◆ **Brief 1**: Rewrite the records starting with the line containing "Report the location of every instance of the man's" and going on through the end of the records, replacing "excavator track" with "crawler track" and leaving everything else unchanged.

[START Passage given]

After studying the first set of sentences (either common or bizarre) in the first room (either Room A or Room B), participants were asked to follow the experimenter to a second room located on a different floor of the Psychology building for another cognitive test. During this phase, participants studied the other set of sentences, also on the computer. They read this set of sentences under the guise that this was a different type of test. After studying and rating this set of sentences, participants were led to a third room for the recall test. This third room was also dissimilar from Rooms A and B; here, participants sat in a small waiting area with four seats and were given clipboards to hold.

In the together-recall condition, participants were asked to recall as many capitalized words as they could from the sentences that they had seen earlier from either the reading comprehension or the imagery experiments. They were reminded that they had read some sentences in the room on the second floor of the building, where they had taken a particular type of test, and other sentences in the room on the fourth floor, where they had taken a different test. The experimenter emphasized that the participants should try to recall words from any of the sentences presented in either of the rooms.

In the separate-recall condition, participants were asked to recall as many of the capitalized words from the first set of sentences studied (and were reminded of the room and the type of task that they had engaged in, similar to the together-recall condition). Participants were warned that they should only recall words presented in that specific room. After completing the first recall test, participants were asked to perform a second memory test for the second set of sentences that they had studied. Thus, in both recall conditions participants took a free recall test. The only difference was whether they were told to recall from both study episodes or from one study episode only.

[END Passage given]
[START Record excerpts]

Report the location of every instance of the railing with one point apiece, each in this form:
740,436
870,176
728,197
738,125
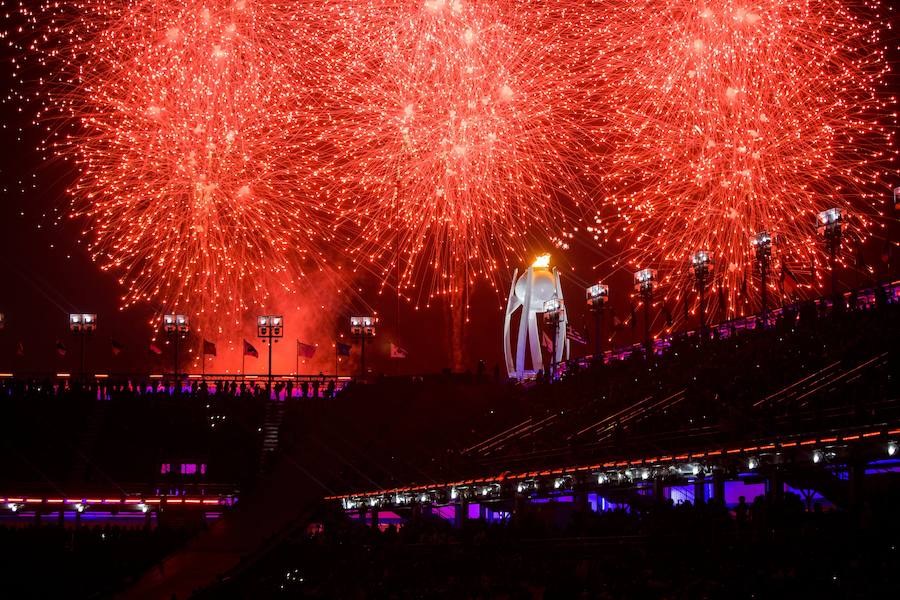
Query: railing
866,299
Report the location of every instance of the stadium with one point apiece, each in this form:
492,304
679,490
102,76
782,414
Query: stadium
449,299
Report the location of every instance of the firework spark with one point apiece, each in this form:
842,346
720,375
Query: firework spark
730,118
457,134
188,125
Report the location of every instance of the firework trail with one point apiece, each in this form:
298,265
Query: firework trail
457,134
193,138
728,118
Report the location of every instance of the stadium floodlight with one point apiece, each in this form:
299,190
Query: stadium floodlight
176,326
270,328
597,294
829,226
362,327
82,325
762,246
597,299
644,282
701,261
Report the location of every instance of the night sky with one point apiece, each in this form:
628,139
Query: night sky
46,274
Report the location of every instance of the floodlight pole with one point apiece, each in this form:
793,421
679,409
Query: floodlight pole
81,335
597,297
360,328
175,362
598,330
362,356
647,297
270,358
269,328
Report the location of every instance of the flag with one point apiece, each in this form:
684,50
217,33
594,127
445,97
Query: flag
575,335
305,350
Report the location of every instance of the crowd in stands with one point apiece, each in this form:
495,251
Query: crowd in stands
692,551
126,388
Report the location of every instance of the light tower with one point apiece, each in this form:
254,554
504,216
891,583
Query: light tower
829,227
700,262
270,328
530,292
360,329
762,244
644,281
82,325
597,298
176,326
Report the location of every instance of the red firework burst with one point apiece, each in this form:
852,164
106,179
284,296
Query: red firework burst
458,131
731,118
190,130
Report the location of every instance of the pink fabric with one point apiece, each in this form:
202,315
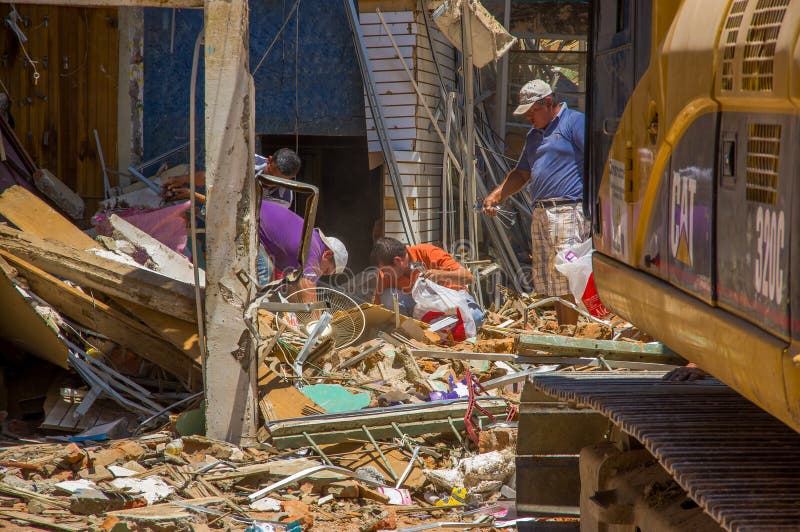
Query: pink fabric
166,224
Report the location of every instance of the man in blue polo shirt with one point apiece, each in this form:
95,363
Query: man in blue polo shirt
551,165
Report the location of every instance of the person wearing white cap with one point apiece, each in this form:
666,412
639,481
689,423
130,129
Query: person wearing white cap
280,231
551,165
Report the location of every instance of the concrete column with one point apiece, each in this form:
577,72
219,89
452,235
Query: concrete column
130,134
230,364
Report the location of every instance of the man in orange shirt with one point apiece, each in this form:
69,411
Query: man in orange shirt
400,266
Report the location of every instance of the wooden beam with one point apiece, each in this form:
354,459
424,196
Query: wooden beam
612,350
231,219
96,315
27,329
117,279
181,4
32,215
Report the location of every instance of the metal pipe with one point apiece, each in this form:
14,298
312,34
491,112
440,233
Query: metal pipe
380,452
106,182
288,481
408,469
468,72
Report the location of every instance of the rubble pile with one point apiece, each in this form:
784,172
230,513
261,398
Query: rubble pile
401,428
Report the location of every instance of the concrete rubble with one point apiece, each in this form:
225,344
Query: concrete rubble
102,413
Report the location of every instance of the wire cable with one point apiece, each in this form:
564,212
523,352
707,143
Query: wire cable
277,35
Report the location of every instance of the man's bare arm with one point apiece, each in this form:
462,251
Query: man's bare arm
512,184
460,276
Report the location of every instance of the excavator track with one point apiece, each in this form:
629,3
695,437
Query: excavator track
740,464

[END Record excerpts]

◆ **Brief 2**: Return the whole passage about the recall experiment word for word.

◆ **Exercise answer 1**:
Report the location of every instance of the man's bare arm with one point apiece, each in this form:
462,251
Query: man's bare arm
512,184
460,276
Report the location of every instance of the crawler track with one point apiece, each in this form:
629,3
695,437
Query: crawler track
740,464

◆ **Exercise answer 2**:
After studying the first set of sentences (either common or bizarre) in the first room (either Room A or Room B), participants were asked to follow the experimenter to a second room located on a different floor of the Psychology building for another cognitive test. During this phase, participants studied the other set of sentences, also on the computer. They read this set of sentences under the guise that this was a different type of test. After studying and rating this set of sentences, participants were led to a third room for the recall test. This third room was also dissimilar from Rooms A and B; here, participants sat in a small waiting area with four seats and were given clipboards to hold.

In the together-recall condition, participants were asked to recall as many capitalized words as they could from the sentences that they had seen earlier from either the reading comprehension or the imagery experiments. They were reminded that they had read some sentences in the room on the second floor of the building, where they had taken a particular type of test, and other sentences in the room on the fourth floor, where they had taken a different test. The experimenter emphasized that the participants should try to recall words from any of the sentences presented in either of the rooms.

In the separate-recall condition, participants were asked to recall as many of the capitalized words from the first set of sentences studied (and were reminded of the room and the type of task that they had engaged in, similar to the together-recall condition). Participants were warned that they should only recall words presented in that specific room. After completing the first recall test, participants were asked to perform a second memory test for the second set of sentences that they had studied. Thus, in both recall conditions participants took a free recall test. The only difference was whether they were told to recall from both study episodes or from one study episode only.